*LIST OF TASKS:*
A: Please reproduce everything in the passage on church reform in medieval Paris from "But the way" down to "compose the quarrel.".
B: Answer these questions on the passage on church reform in medieval Paris:
(i) In what year did Rome command the bishop of Paris to proceed to the abbey of St. Eloy?
(ii) Who was sent in 1128 to introduce the new discipline?
(iii) In which church did Pope Eugene III celebrate mass before the king?

In the polluting atmosphere of Philip's reign matters had grown worse. St. Bernard denounced the royal abbey of St. Denis as "a house of Satan, a den of thieves." "The walls of the churches of Christ were resplendent with colour but His poor were naked and left to perish; their stones were gilded with the money of the needy and wretched to charm the eyes of the rich."

In 1095 the task of cleansing the Abbey of St. Maur des Fosses at Paris seemed so hopeless, that the abbot resigned in despair rather than imperil his soul, and a more resolute reformer was sought. In 1107 the bishop of Paris was commanded by Rome to proceed to the abbey of St. Eloy and extirpate the evils there flourishing, for the nuns, it was reported, had so declined in grace, owing to the proximity of the court and intercourse with the world, that they had lost all sense of shame and lived in open sin, breaking the bonds of common decency. The scandal was so great that the bishop determined to cut them off from the house of the Lord; the abbey was reduced to a priory and given over to the abbot of the now reformed monastery of St. Maur, and its vast lands were parcelled out into several parishes.[44] The rights of the canons of Notre Dame were to be maintained; on St. Eloy's day the abbot of St. Maur was to furnish them with six pigs, two and a half measures of wine and three of fine wheat, and on St. Paul's day with eight sheep, the same quantity of wine, six crowns and one obole. The present Rue de la Cite and the Boulevard du Palais give approximately the east and west boundaries of the suppressed abbey, part of whose site is now occupied by the Prefecture de Police.

[Footnote 44: The reformers always discover the nunneries to be so much more corrupt than the monasteries, but it is a little suspicious that in every case the former are expropriated to the latter. The abbot of St. Maur evidently had some qualms concerning the expropriation of St. Eloy, and wished to restore it to the bishop.]

But the way of the reformer is a hard one. At the Council of Paris, 1074, the abbot of Pontoise was severely ill-treated for supporting, against the majority of the Council, the pope's decrees excluding married clerics from the churches, and the reform of the canons of Notre Dame led to exciting scenes. Bishop Stephen of Senlis was sent in 1128 to introduce the new discipline, but the archdeacons and canons, supported by royal favour, resisted, and Bishop Stephen was stripped of his revenues and hastened back to his metropolitan, the archbishop of Sens. The archbishop laid Paris under interdict and the influence of St. Bernard himself was needed to compose the quarrel.

On Sunday, August 20, 1133, when returning from a visitation to the abbey of Chelles, the abbot and prior of St. Victor[45] at Paris were ambushed and the prior was stabbed. Some years later, in the reign of Louis VII., Pope Eugene III. came to seek refuge in Paris from the troubles excited at Rome by the revolution of Arnold of Brescia, and celebrated mass before the king at the abbey church of St. Genevieve. The canons had stretched a rich, silken carpet before the altar on which the pontiff's knees might rest, and when he retired to the sacristy to disrobe, his officers claimed the carpet, according to usage. The canons and their servants resisted, there was a bout of fisticuffs and sticks, the king intervened, anointed majesty himself was struck, and during the scuffle which ensued the carpet was torn to shreds in a tug-of-war between the claimants. Here was urgent need for reform. The pope decided to introduce the new discipline and appointed a fresh set of canons. The dispossessed canons met them with insults and violence, drowned their voices by howling and other indignities, and only ceased on being threatened with the loss of their eyes and other secular penalties.

*MATERIAL:*
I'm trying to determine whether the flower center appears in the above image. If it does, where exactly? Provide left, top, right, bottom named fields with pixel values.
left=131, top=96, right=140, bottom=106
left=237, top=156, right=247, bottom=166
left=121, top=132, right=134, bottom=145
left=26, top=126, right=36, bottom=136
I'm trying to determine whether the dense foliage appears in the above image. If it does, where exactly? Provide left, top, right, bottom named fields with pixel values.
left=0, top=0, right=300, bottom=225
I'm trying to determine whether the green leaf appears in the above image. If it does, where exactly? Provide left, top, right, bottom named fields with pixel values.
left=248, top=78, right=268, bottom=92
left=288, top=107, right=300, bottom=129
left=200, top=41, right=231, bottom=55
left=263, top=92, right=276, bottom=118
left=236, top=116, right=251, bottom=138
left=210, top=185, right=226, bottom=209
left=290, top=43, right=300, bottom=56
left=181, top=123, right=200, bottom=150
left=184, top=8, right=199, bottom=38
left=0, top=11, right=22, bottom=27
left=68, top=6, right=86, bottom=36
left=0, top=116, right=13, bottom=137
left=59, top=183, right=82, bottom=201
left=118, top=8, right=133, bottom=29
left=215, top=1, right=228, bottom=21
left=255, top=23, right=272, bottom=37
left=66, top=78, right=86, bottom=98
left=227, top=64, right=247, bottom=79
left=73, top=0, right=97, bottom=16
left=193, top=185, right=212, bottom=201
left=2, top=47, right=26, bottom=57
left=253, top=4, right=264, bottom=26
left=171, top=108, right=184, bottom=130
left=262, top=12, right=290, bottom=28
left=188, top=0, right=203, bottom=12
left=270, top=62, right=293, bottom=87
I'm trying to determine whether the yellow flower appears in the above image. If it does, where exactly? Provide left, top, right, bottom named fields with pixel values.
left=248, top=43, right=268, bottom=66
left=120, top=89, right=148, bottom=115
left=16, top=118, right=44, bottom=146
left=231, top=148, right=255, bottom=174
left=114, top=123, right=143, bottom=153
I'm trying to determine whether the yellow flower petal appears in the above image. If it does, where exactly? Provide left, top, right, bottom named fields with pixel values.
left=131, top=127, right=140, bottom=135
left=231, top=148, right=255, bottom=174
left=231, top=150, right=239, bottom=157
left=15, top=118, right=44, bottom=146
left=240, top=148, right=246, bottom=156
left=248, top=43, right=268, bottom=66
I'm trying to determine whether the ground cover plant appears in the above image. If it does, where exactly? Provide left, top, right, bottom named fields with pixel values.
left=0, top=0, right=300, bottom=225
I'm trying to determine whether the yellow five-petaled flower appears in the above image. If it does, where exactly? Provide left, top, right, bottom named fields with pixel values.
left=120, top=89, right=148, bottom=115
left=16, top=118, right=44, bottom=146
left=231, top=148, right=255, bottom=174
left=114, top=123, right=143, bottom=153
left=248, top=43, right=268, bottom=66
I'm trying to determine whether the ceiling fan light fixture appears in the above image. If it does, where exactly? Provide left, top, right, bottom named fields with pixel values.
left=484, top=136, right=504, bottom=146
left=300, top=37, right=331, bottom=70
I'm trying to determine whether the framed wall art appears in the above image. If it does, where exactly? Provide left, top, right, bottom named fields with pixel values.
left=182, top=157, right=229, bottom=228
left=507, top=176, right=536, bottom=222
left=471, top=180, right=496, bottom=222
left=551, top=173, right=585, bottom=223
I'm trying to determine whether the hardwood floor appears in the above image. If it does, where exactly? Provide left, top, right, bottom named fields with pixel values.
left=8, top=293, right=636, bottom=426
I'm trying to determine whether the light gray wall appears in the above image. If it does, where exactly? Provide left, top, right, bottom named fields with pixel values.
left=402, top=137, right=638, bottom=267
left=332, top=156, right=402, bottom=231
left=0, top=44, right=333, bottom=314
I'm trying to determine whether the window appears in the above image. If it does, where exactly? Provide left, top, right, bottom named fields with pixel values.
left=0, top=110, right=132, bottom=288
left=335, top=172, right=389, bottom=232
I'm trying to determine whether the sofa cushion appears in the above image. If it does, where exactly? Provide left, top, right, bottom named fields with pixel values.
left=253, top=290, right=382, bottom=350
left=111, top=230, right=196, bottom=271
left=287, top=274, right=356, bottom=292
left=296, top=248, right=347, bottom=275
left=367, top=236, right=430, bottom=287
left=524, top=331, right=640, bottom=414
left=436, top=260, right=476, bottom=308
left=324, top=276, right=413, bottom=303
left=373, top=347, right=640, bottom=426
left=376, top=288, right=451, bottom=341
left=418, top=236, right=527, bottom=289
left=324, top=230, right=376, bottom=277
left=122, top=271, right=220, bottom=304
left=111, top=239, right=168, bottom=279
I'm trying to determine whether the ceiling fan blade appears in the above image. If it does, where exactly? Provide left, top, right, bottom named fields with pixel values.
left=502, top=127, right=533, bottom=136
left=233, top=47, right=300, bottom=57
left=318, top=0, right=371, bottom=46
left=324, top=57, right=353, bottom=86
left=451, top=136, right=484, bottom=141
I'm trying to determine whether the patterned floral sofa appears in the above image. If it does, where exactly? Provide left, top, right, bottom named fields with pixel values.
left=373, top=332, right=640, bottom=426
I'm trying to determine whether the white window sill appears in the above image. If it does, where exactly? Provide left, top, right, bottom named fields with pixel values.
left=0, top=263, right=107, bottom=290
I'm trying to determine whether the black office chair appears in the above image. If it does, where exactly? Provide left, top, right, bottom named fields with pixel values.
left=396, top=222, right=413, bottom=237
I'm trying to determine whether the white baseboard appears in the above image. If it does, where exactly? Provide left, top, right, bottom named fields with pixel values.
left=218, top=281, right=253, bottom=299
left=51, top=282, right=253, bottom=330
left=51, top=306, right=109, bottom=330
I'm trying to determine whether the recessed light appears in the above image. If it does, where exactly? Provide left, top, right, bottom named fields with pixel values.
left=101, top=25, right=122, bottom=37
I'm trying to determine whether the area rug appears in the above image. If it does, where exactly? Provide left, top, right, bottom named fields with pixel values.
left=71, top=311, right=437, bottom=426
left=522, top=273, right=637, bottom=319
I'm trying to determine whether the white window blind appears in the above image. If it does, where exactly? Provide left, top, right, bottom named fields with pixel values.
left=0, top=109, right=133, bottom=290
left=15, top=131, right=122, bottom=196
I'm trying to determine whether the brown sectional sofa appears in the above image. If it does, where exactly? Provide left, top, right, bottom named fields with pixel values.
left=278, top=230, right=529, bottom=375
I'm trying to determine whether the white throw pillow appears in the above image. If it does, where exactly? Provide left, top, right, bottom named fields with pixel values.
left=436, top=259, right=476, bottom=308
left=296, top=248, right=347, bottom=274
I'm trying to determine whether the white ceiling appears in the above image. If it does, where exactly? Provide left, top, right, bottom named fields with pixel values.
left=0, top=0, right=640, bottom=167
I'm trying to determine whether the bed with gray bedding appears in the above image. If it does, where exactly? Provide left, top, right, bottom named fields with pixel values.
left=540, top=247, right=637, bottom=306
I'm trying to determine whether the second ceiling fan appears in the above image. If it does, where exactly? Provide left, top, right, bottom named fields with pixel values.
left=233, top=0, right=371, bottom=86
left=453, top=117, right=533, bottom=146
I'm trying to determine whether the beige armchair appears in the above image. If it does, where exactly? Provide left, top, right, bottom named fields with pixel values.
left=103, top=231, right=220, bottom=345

*TASK-BY-TASK OUTPUTS:*
A:
But the way of the reformer is a hard one. At the Council of Paris, 1074, the abbot of Pontoise was severely ill-treated for supporting, against the majority of the Council, the pope's decrees excluding married clerics from the churches, and the reform of the canons of Notre Dame led to exciting scenes. Bishop Stephen of Senlis was sent in 1128 to introduce the new discipline, but the archdeacons and canons, supported by royal favour, resisted, and Bishop Stephen was stripped of his revenues and hastened back to his metropolitan, the archbishop of Sens. The archbishop laid Paris under interdict and the influence of St. Bernard himself was needed to compose the quarrel.

B:
(i) 1107
(ii) Bishop Stephen of Senlis
(iii) The abbey church of St. Genevieve